# WORK INSTRUCTIONS:
Pictures appear in the records below; write out everything else exactly.

# Coordinate labeling data:
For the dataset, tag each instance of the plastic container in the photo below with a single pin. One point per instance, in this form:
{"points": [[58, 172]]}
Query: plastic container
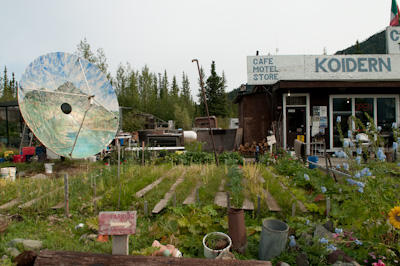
{"points": [[28, 150], [48, 168], [213, 253], [237, 230], [18, 158], [8, 173], [7, 154], [313, 159], [274, 235]]}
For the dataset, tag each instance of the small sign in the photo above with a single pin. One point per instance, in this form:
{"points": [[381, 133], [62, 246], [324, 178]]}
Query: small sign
{"points": [[271, 140], [300, 137], [117, 223]]}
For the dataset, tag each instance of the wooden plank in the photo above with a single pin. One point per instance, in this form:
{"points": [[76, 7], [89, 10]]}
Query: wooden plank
{"points": [[299, 203], [31, 202], [143, 191], [57, 258], [10, 204], [272, 204], [222, 185], [247, 205], [238, 138], [220, 199], [191, 199], [163, 203]]}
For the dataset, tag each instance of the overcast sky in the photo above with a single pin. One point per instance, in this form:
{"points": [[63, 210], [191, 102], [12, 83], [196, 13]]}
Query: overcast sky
{"points": [[168, 34]]}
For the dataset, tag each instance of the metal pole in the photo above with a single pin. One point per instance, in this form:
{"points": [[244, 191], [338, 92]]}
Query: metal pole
{"points": [[208, 114]]}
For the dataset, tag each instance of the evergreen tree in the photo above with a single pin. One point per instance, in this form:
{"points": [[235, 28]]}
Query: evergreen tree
{"points": [[85, 52], [215, 94]]}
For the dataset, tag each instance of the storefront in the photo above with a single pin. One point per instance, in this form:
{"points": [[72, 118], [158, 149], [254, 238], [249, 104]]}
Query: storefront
{"points": [[303, 95]]}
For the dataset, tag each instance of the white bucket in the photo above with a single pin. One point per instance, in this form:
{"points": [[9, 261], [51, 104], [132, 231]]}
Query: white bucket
{"points": [[48, 168], [8, 173]]}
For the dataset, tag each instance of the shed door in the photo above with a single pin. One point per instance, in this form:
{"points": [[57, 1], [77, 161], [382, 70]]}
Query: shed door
{"points": [[295, 124]]}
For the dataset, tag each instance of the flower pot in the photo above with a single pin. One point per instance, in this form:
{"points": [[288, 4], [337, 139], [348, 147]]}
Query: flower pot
{"points": [[389, 156], [210, 253], [237, 230], [274, 235]]}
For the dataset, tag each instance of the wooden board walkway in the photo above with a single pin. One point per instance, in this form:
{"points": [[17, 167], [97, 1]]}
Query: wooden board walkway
{"points": [[222, 200], [191, 199], [272, 204], [163, 203], [143, 191], [31, 202], [299, 203]]}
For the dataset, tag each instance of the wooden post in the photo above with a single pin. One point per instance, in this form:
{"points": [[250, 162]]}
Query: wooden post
{"points": [[142, 153], [66, 188], [119, 167], [328, 206], [228, 201], [94, 195], [293, 209], [120, 245]]}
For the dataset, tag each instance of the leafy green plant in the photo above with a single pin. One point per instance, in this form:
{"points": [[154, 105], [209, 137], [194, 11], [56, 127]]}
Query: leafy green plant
{"points": [[235, 186]]}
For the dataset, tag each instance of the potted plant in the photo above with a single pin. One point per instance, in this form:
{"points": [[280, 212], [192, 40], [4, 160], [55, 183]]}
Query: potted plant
{"points": [[236, 222], [214, 243]]}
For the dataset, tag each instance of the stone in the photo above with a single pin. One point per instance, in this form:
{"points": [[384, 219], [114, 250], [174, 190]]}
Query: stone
{"points": [[27, 244], [226, 255], [329, 226], [338, 255], [321, 232], [15, 242], [32, 244], [26, 258], [13, 252], [302, 260], [86, 237], [307, 238], [40, 177]]}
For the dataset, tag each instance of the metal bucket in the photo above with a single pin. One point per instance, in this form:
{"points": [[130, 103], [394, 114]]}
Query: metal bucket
{"points": [[274, 235]]}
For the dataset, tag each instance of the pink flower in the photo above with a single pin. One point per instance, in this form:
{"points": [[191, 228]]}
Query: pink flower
{"points": [[379, 263]]}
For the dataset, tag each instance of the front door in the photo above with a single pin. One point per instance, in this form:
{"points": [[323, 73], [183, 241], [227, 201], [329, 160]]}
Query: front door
{"points": [[295, 124]]}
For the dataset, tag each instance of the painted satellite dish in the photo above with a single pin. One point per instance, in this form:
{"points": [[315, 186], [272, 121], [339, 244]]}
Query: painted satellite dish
{"points": [[68, 104]]}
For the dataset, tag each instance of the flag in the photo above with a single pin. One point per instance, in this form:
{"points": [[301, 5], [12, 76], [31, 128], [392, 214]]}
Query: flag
{"points": [[394, 14]]}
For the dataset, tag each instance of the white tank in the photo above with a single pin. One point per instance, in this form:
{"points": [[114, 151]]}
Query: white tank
{"points": [[190, 135]]}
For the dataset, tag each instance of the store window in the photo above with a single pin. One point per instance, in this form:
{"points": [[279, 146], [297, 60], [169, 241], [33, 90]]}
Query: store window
{"points": [[386, 113], [342, 108], [381, 109]]}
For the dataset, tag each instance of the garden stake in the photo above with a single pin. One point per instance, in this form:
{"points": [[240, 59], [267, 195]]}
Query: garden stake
{"points": [[94, 193], [208, 114], [293, 209], [119, 167], [228, 201], [66, 188], [328, 206], [142, 153]]}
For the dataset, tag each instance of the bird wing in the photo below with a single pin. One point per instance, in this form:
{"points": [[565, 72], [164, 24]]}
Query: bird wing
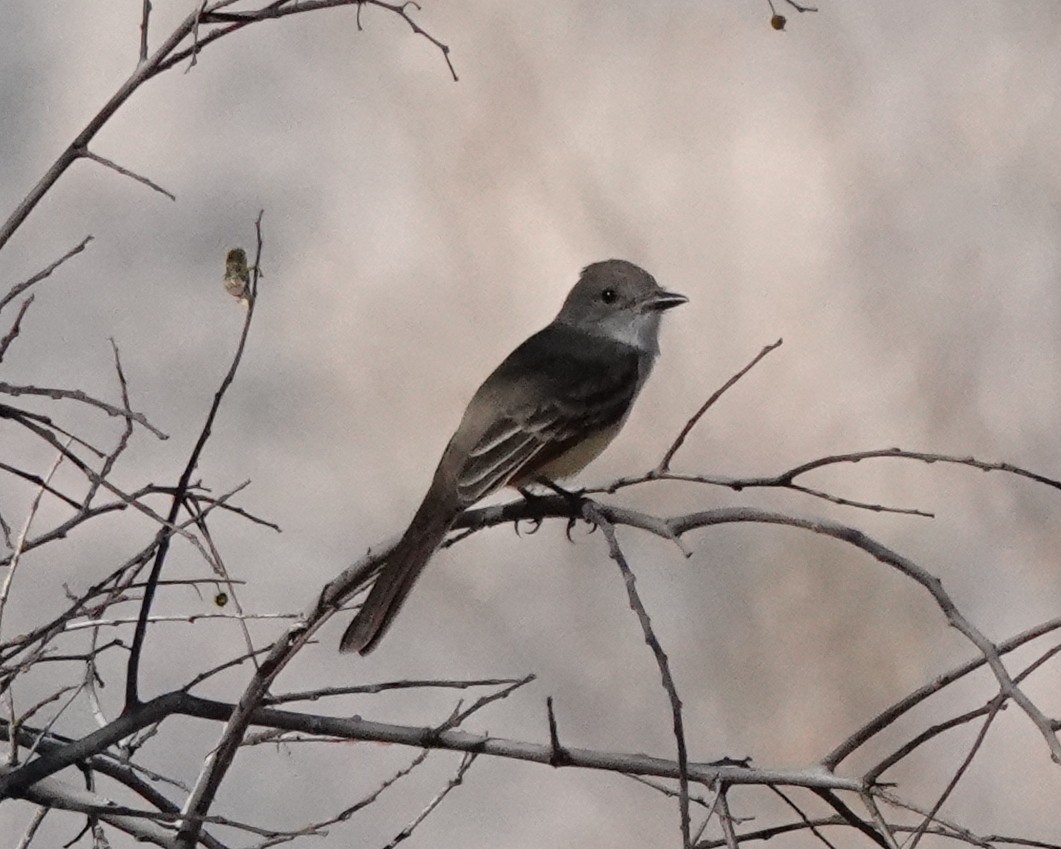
{"points": [[557, 388]]}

# EXERCISE ANSWER:
For the dataset, tag each instance of the plastic container in the photo below with a single pin. One point per instance, in this form:
{"points": [[58, 172]]}
Query: plastic container
{"points": [[28, 150], [48, 168], [213, 253], [237, 230], [18, 158], [8, 173], [7, 154], [313, 159], [274, 235]]}
For the dataset, tag each instance of the small sign in the photo above with a single pin. One point per instance, in this form:
{"points": [[381, 133], [62, 246], [324, 178]]}
Query: small sign
{"points": [[271, 140], [300, 137], [117, 223]]}
For the dataset, tag each instance of the wooden plank in the photo above with a single pin. One point per instance, in this form:
{"points": [[76, 7], [89, 10]]}
Query: wooden plank
{"points": [[299, 203], [31, 202], [143, 191], [57, 258], [10, 204], [272, 204], [222, 185], [247, 205], [238, 138], [220, 199], [191, 199], [163, 203]]}
For the dataset, tag each instance of the overcast sky in the photo above with a single pin. One point per instance, in this form:
{"points": [[63, 210], [191, 102], [12, 83], [196, 13]]}
Query: overcast sky
{"points": [[168, 34]]}
For the dataset, tag each instance of the metal pole in the photo above with a single pin. One point per instance, in this form:
{"points": [[244, 191], [338, 92]]}
Query: metal pole
{"points": [[208, 114]]}
For the dataset, tag each instance of the evergreen tree in the photo above with a single pin. One point per instance, in this form:
{"points": [[235, 28]]}
Query: evergreen tree
{"points": [[85, 52], [215, 94]]}
For the dataset, tag each instance of the storefront in the photo above with a single pin. One point per instance, in this form:
{"points": [[72, 118], [158, 149], [254, 238], [249, 104]]}
Query: storefront
{"points": [[303, 95]]}
For the dataset, tag each instance of the white bucket in the photo above with a single pin. One point per instance, in this form:
{"points": [[9, 261], [51, 104], [132, 231]]}
Query: white bucket
{"points": [[48, 168], [8, 173]]}
For the dataset, tag each instance of the shed door in the photo above with a single pin. One point per instance, in this form:
{"points": [[57, 1], [77, 161], [382, 70]]}
Query: shed door
{"points": [[295, 124]]}
For the dataset, tag each instance of the flower pot in the photo above with a single pin. One point per instance, in this form:
{"points": [[288, 4], [337, 139], [348, 147]]}
Query: flower pot
{"points": [[389, 156], [210, 253], [237, 230], [274, 235]]}
For the dataset, tag each instance of the wooden board walkway in the photo above with a single pin. One point per instance, in this form:
{"points": [[17, 167], [97, 1]]}
Query: wooden board walkway
{"points": [[222, 200], [191, 199], [272, 204], [163, 203], [143, 191], [31, 202], [299, 203]]}
For the dataset, tag each instance of the wooden post in the photo above with a single pin. One point per instance, in this form:
{"points": [[250, 162]]}
Query: wooden post
{"points": [[142, 153], [66, 188], [119, 167], [328, 206], [228, 201], [94, 195], [293, 209], [120, 245]]}
For the dataset, tag each instance of the leafy green plant in the photo above with a single pin. One point per instance, in this form:
{"points": [[154, 105], [209, 137], [194, 11], [56, 127]]}
Query: leafy green plant
{"points": [[235, 186]]}
For the dataset, tag each instance of the potted plant in the photo above with a single pin. One point per instance, in this form:
{"points": [[280, 212], [192, 40], [4, 160], [55, 183]]}
Query: potted plant
{"points": [[236, 222], [214, 243]]}
For the dataset, tag each instance of the stone in the photo above with a single pin. One point per instance, in this form:
{"points": [[384, 219], [114, 250], [174, 190]]}
Query: stone
{"points": [[27, 244], [226, 255], [329, 226], [338, 255], [321, 232], [15, 242], [32, 244], [26, 258], [13, 252], [302, 260], [86, 237], [307, 238], [40, 177]]}
For the dataset, tag each instance of the metal bucket in the photo above with a single pin. One point per instance, in this form:
{"points": [[130, 103], [394, 114]]}
Query: metal bucket
{"points": [[274, 235]]}
For the dataset, tag each instance of the pink flower in the photo above with a single pin. One point per instance, in this form:
{"points": [[191, 228]]}
Query: pink flower
{"points": [[379, 263]]}
For the dataset, tag each instance of the front door in the photo above with a single pin. One point per instance, in this form:
{"points": [[323, 73], [183, 241], [227, 201], [329, 160]]}
Query: front door
{"points": [[295, 124]]}
For the dataset, tag each instance of the painted satellite dish in the photo above with a single pin. One point per instance, in this form:
{"points": [[315, 186], [272, 121], [339, 244]]}
Query: painted satellite dish
{"points": [[68, 104]]}
For the dataset, tag each instance of the flag in the photo above with a single pin. One point per instance, in this form:
{"points": [[301, 5], [12, 76], [31, 128], [392, 214]]}
Query: flag
{"points": [[394, 14]]}
For the dataset, tag each instance of the white tank in the photo above with a single pin. One point per instance, in this form:
{"points": [[114, 151]]}
Query: white tank
{"points": [[190, 135]]}
For the dataset, tag each instance of the store window in the photo above with a single pin. One point per instance, in this form:
{"points": [[279, 146], [297, 60], [169, 241], [33, 90]]}
Query: store window
{"points": [[386, 113], [342, 108], [381, 109]]}
For the dataset, tag each instance of the garden stake in the photo above with a single pin. One point per instance, in this form:
{"points": [[240, 59], [267, 195]]}
Query: garden stake
{"points": [[94, 193], [208, 114], [293, 209], [119, 167], [228, 201], [66, 188], [328, 206], [142, 153]]}
For the dataset, tag each instance of the bird wing in the photo below with a single pin. One point per instance, in this form:
{"points": [[565, 72], [164, 24]]}
Query: bird wing
{"points": [[557, 388]]}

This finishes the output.